### [PROBLEM TO WORK ON]
Rewrite the data below as a numbered list, one line per item, and leave out any blank lines.

### [MATERIAL FOR THIS TASK]
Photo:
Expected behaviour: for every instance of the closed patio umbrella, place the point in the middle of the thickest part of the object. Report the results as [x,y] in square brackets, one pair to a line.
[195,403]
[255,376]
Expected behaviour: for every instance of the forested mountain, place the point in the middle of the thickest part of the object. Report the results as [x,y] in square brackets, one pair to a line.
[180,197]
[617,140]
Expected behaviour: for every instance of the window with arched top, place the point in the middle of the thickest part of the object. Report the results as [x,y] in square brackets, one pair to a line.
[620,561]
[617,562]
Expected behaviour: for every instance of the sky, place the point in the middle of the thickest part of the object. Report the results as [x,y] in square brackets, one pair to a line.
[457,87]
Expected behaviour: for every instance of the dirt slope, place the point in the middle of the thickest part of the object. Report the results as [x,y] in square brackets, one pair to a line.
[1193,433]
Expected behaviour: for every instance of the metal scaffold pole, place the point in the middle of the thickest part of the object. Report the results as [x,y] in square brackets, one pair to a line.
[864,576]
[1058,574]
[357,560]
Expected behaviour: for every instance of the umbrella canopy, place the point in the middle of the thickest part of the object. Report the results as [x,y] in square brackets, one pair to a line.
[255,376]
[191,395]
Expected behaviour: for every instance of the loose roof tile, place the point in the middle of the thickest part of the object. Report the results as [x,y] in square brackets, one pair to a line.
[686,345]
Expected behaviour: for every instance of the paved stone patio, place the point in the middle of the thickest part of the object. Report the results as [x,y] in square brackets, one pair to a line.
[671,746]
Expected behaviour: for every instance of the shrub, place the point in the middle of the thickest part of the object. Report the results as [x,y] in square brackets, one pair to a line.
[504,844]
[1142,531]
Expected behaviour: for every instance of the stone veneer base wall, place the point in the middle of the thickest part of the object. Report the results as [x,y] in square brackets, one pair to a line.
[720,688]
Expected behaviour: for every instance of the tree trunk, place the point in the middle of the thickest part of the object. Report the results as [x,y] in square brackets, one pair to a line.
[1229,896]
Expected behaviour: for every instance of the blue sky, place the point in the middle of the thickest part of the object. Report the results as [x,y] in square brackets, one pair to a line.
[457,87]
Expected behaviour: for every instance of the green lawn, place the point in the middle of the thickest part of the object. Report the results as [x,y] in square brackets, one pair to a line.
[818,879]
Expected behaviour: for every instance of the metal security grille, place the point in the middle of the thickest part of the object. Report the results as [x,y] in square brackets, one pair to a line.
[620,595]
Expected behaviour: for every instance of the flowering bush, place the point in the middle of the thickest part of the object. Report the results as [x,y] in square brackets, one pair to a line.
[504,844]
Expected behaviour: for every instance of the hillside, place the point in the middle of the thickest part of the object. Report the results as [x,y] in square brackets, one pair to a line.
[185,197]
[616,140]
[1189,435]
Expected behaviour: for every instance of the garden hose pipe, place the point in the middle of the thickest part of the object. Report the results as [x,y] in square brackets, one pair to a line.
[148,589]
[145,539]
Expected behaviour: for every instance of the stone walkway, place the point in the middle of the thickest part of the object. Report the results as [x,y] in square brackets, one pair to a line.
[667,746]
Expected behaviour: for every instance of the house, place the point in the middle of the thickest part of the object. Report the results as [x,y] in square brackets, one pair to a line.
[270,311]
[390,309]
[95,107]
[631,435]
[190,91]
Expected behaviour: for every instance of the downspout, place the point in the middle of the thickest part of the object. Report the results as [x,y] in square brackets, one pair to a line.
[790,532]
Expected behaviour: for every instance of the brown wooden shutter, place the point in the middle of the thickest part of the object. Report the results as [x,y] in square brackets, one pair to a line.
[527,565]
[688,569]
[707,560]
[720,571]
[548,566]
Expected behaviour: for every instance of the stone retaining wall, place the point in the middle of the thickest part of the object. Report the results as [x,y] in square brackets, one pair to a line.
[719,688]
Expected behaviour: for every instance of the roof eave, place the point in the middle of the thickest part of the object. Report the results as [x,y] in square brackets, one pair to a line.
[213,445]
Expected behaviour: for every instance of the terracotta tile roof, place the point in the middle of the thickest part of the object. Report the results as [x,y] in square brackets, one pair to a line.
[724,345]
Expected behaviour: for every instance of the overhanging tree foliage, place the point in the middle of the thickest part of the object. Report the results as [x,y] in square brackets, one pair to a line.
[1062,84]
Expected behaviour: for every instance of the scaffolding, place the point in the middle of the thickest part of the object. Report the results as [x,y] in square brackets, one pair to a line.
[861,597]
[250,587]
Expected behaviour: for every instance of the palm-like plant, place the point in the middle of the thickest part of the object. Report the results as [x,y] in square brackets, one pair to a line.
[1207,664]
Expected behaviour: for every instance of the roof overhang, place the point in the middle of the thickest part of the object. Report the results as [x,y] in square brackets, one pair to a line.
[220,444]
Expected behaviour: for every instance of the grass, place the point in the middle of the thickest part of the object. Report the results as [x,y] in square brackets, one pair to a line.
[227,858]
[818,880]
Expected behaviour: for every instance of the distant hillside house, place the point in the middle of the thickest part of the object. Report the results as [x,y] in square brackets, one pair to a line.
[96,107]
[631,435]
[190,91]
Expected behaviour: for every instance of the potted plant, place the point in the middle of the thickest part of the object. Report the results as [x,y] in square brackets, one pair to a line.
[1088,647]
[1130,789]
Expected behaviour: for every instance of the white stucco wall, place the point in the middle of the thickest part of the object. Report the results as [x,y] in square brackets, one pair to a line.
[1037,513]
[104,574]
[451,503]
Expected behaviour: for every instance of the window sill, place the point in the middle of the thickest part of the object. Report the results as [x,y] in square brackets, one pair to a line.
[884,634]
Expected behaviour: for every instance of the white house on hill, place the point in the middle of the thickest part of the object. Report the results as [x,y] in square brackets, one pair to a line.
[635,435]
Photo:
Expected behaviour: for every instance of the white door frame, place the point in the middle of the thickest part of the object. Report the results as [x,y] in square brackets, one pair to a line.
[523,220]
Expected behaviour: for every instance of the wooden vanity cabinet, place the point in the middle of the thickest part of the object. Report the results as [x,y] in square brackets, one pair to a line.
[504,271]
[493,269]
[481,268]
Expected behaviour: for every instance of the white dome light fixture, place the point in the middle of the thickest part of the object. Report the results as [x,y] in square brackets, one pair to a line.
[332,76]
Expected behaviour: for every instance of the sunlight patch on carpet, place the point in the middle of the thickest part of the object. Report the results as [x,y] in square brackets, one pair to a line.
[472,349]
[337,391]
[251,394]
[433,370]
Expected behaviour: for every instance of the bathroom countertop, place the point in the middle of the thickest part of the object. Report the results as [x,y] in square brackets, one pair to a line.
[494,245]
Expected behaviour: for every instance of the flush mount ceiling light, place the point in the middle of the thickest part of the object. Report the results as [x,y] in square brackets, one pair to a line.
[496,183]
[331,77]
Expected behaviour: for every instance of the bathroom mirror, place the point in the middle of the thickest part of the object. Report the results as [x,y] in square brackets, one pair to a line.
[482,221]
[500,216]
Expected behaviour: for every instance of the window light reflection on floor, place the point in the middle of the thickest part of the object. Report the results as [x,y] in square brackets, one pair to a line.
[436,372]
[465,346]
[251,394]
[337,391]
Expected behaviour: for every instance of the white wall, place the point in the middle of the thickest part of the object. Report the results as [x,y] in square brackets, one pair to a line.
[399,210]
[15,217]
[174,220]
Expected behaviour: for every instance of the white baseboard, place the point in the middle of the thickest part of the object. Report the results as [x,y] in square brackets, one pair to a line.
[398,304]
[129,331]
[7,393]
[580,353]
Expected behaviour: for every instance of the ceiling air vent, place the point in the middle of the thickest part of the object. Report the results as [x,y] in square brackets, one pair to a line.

### [ANSWER BELOW]
1. Photo:
2. Expected behaviour: for every instance of the closed patio umbrella, place the point in the middle of the thickest part of the object. Report the results as [x,y] in square brackets, one pair to a line.
3. [195,403]
4. [255,376]
5. Expected behaviour: for every instance of the forested mountain, place the point in the middle of the thickest part of the object. Report the results as [x,y] in square brackets, one pair to a line.
6. [180,197]
7. [617,140]
8. Expected behaviour: for every instance of the window with arched top, place the point in the middle of the thickest part of the object. Report the results as [x,y] in square brackets, one pair to a line.
9. [620,561]
10. [617,562]
11. Expected behaviour: for every instance of the sky, place the point in the middle of the thickest part of the object. Report the results as [x,y] in square brackets, one pair to a line.
12. [457,87]
13. Expected behaviour: for every instance of the dirt slope, place the point in the middle of the thickest part of the object. Report the results as [x,y] in square brackets, one pair to a line.
14. [1193,433]
15. Expected behaviour: for every instance of the metal scaffold pole, place the point in the middle of the thickest part of the object. Report the results as [x,y] in square brackets, one pair to a line.
16. [864,576]
17. [1058,574]
18. [357,560]
19. Expected behaviour: for every instance of the umbrella canopy, place the point in the middle of the thickest part of the object. Report the results as [x,y] in square brackets, one pair to a line.
20. [255,376]
21. [191,395]
22. Expected behaviour: for every instance of the loose roof tile, place the point in the middle of the thickest part of the object. Report the results as [x,y] in square brackets, one pair to a line.
23. [686,345]
24. Expected behaviour: for every instance of the paved stone patio, place the point in the middle of the thickest part of the object. Report the results as [x,y] in square brackets, one pair to a line.
25. [671,746]
26. Expected behaviour: for every instance of the shrub, place the point in the middle of the thickest part of the object. Report the results as [x,y] in square brackets, one pair to a line.
27. [504,844]
28. [1142,531]
29. Expected behaviour: for every instance of the stone veneer base wall, place the point in the middle of the thickest part of the object. Report the results as [x,y] in square brackets, one pair to a line.
30. [720,688]
31. Expected behaviour: for every instance of the tree trunk, place the point in the middle of the thickest part of the object. Report the results as [x,y] in square brackets, one pair to a line.
32. [1229,896]
33. Expected behaviour: for every instance of the blue sky, place the point in the middle of the thickest part of the object. Report the results as [x,y] in square brackets, one pair to a line.
34. [457,87]
35. Expected behaviour: for every instance of the green lawn, place the point in the middle of the thickest part of the object. Report the results as [x,y] in square brackets, one pair to a line.
36. [818,879]
37. Expected behaviour: for every instance of the metal security grille, place the point in the middle of the thickest part of the object. Report the results as [x,y] in square brackets, one pair to a line.
38. [620,595]
39. Expected behaviour: for every instance of the flowering bush, place the point in the middle of the thickest part of the object. Report the results as [x,y] in square brackets, one pair to a line.
40. [504,844]
41. Expected behaviour: for every instance of the hillside, place the point in the middle of the thickest part of the object. Report the results as [x,y] in square brackets, one pair to a line.
42. [185,197]
43. [616,140]
44. [1189,435]
45. Expected behaviour: for every instance of the garden hose pipe, place the point in the middle of the thickest part of the object. Report the results as [x,y] in square brackets, one pair to a line.
46. [148,589]
47. [145,539]
48. Expected behaviour: for every instance of the stone walkway, place the point in the middle of the thickest part of the object. Report the results as [x,y] in square brackets, one pair to a line.
49. [667,746]
50. Expected behaviour: for every instance of the house, place the point in the middle of the thickest part of the object. Report the results as [x,y] in square brackets, one pair to a line.
51. [270,311]
52. [390,309]
53. [95,107]
54. [631,435]
55. [190,91]
56. Expected behaviour: for every instance of the downspout, place the point in the middle of the thickest part of the object. Report the results as [x,y] in square brackets, one pair to a line.
57. [790,532]
58. Expected behaviour: for every instance of the brown wooden shutter, place the point in the middle of the thickest part of the object. Report the results as [x,y] in square brackets, one pair to a line.
59. [527,565]
60. [688,569]
61. [707,560]
62. [720,571]
63. [548,566]
64. Expected behaviour: for every instance of the stone retaining wall, place the point in the middle of the thickest part of the object. Report the results as [x,y] in square brackets, one pair to a line.
65. [719,688]
66. Expected behaviour: for every instance of the roof eave, place the point in the middle of the thickest part of the object. Report the results as [x,y] in square brackets, one pair to a line.
67. [213,445]
68. Expected behaviour: for every instance of the terracotta tile roof, place the point in the middle of the thickest part of the object. Report the results as [x,y] in square brackets, one pair to a line.
69. [724,345]
70. Expected behaviour: for every instance of the overhanging tree foliage, place the point in the middle of the thickest part of the object. Report the results as [x,y] in square brackets, one pair to a line.
71. [1062,84]
72. Expected behaviour: for every instance of the scaffolding, place the point in the middle of the thickest part of the object. Report the results as [x,y] in square brackets, one pair to a line.
73. [861,597]
74. [250,587]
75. Expected behaviour: for every instance of the palm-like plant, place the point in the middle of the thickest part of the object. Report the results as [x,y] in square brackets, one pair to a line.
76. [1207,664]
77. Expected behaviour: for every instance of the roof overhang, place the point in the middle of the thickest part of the object. Report the results as [x,y] in square brackets, one pair to a line.
78. [220,444]
79. Expected behaviour: for every instance of the grass, place the point in the middle of the thickest part of the object. Report the results as [x,y] in square brackets, one pair to a line.
80. [227,858]
81. [818,880]
82. Expected behaviour: for every instance of the distant hillside house, place the point in the middle of the thickest part of the object. Report the results as [x,y] in square brackets, one pair to a line.
83. [96,107]
84. [631,435]
85. [190,91]
86. Expected behaviour: for every instance of the potted plant, place the point in the middle of the thickest part of the object. Report the results as [x,y] in square brackets, one pair to a line.
87. [1088,647]
88. [1130,789]
89. Expected behaviour: for every instance of the white stucco wall, place the point in the middle of the thickest part of the object. Report the results as [x,y] in square brackets, one pair to a line.
90. [1037,513]
91. [104,574]
92. [451,503]
93. Expected behaviour: for every instance of the window sill, place the point in the middle of the thickest part of the object. Report the results as [x,y] in square brackets, one pair to a line.
94. [884,634]
95. Expected behaviour: for every instance of the white house on hill, place the point in the middle of the thickest part of the object. Report the results as [x,y] in square brackets, one pair to a line.
96. [635,435]
97. Photo:
98. Expected behaviour: for every instance of the white door frame, place the point in the middle of the thickest part of the object. Report the results as [x,y] in square brackets, one pair to a line.
99. [523,220]
100. Expected behaviour: for every instance of the wooden vanity cabinet, place the point in the middle of the thickest part of the object. Report the results as [x,y] in square brackets, one pair to a line.
101. [504,271]
102. [493,269]
103. [481,268]
104. Expected behaviour: for every instance of the white dome light fixture, place the point in the middle of the thickest part of the object. Report the results as [x,y] in square brackets, one pair to a line.
105. [332,76]
106. Expected behaviour: for every instance of the sunlight patch on carpet, place the point in the middle of the thickest part of the object. Report the results as [x,y] in square brackets, one pair to a line.
107. [472,349]
108. [337,391]
109. [251,394]
110. [433,370]
111. Expected behaviour: for every instance of the bathroom countertop, place the point in the middle of the thickest part of the object. Report the results as [x,y] in square brackets, one pair to a line.
112. [494,245]
113. Expected behaviour: for every instance of the flush mount ceiling light, place the point in the middle of the thickest part of the object. Report the results as [x,y] in square brackets, one pair to a line.
114. [496,183]
115. [331,77]
116. Expected behaviour: for every instance of the bathroom mirror, place the point in the middle of the thickest part of the object. Report the results as [x,y] in square brackets, one pair to a line.
117. [482,221]
118. [500,216]
119. Expected behaviour: for every instance of the window light reflection on floor, place the point in the middle of the thickest part of the object. Report the results as [x,y] in square brackets, one pair to a line.
120. [436,372]
121. [465,346]
122. [251,394]
123. [337,391]
124. Expected behaviour: for every instance of the white wall, place the point in the middle of the thickest part of the object. Report the results as [x,y] in square brackets, one pair to a line.
125. [399,210]
126. [15,217]
127. [174,220]
128. Expected behaviour: for every instance of the white baseboard, place the point in the middle of the thickest part of the object. Report the results as [x,y] in square brackets, one pair to a line.
129. [398,304]
130. [129,331]
131. [7,393]
132. [580,353]
133. Expected behaviour: for every instance of the ceiling air vent, place the point in the middle of the thickest part of the object. Report the results as [x,y] in square brackets, one pair to a line.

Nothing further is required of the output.